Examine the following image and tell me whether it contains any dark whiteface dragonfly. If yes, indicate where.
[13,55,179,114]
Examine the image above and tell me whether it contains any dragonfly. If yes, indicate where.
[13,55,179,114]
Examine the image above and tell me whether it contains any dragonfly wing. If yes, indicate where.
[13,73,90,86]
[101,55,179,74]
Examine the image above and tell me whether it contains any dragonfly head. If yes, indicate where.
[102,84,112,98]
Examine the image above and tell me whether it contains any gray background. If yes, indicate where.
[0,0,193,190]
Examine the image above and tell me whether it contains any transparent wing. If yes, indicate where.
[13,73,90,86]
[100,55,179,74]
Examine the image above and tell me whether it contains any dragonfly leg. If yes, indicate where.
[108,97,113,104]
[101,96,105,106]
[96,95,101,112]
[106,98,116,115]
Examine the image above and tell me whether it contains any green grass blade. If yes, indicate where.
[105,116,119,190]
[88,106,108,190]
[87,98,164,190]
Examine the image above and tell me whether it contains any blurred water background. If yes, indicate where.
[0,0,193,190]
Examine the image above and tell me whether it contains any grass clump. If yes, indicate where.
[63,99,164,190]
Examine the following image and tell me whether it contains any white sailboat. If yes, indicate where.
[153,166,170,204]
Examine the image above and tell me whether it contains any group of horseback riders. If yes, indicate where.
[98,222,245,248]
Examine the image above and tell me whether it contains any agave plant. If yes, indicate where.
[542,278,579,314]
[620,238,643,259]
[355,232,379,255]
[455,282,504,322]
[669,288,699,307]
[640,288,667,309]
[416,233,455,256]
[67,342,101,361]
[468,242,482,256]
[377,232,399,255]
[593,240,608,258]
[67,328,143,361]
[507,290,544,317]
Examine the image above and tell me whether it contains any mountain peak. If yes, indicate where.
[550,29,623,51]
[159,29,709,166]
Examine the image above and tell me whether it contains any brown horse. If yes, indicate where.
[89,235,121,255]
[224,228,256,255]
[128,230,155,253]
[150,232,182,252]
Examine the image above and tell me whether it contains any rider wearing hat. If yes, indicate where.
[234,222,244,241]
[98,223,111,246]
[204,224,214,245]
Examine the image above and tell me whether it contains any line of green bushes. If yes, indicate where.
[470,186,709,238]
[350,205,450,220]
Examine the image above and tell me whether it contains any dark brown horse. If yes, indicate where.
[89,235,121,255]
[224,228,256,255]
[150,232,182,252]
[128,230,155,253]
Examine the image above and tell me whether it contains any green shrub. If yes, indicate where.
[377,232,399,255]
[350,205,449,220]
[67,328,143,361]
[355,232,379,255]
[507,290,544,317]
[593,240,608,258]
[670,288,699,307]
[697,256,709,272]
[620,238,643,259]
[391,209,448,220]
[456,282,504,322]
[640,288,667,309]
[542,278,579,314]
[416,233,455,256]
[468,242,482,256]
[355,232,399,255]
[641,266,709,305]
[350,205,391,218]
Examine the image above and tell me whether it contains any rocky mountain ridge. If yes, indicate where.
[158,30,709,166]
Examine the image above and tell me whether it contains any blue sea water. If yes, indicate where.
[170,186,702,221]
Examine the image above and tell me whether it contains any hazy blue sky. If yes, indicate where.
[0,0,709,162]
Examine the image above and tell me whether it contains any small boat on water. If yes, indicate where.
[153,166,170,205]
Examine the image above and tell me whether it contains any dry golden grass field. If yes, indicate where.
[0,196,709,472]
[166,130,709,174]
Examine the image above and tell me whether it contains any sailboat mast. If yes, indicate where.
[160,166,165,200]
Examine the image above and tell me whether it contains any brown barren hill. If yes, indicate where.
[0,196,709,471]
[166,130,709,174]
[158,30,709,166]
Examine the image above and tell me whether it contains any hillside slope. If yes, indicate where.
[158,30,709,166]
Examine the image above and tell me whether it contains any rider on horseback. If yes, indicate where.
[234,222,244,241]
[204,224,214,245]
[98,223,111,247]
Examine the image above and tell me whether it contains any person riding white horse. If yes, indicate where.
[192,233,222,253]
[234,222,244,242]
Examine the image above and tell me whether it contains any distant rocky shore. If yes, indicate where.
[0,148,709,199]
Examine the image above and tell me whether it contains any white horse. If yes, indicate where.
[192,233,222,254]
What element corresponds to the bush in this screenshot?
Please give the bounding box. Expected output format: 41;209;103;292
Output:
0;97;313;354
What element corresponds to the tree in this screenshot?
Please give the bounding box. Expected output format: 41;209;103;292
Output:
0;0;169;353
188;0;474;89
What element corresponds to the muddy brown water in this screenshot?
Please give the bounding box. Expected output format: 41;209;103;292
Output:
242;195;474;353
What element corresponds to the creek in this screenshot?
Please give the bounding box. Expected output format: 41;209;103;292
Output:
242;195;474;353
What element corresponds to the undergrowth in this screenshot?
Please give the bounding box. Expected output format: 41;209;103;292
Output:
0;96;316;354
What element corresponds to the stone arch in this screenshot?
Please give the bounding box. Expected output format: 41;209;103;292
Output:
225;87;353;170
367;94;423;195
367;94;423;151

________

PROBLEM:
Convert the material between the line holding "transparent wing. If yes, indicate where." and the line holding "[87,98,164,190]", inclusive, into a numbered list with blank lines omitted. Include only those lines.

REPLY TO THE EXERCISE:
1. Examine the image above and tell me whether it contains any transparent wing. If yes, indicate where.
2. [13,73,90,86]
3. [100,55,179,74]
4. Examine the image above and tell me whether it contains any dragonfly leg. If yes, indicate where.
5. [108,97,113,104]
6. [101,96,105,106]
7. [96,95,101,112]
8. [106,98,116,115]
9. Examine the image above and tell me whether it contains any green grass blade. If yes, indicate where.
10. [105,116,119,190]
11. [88,106,108,190]
12. [87,98,164,190]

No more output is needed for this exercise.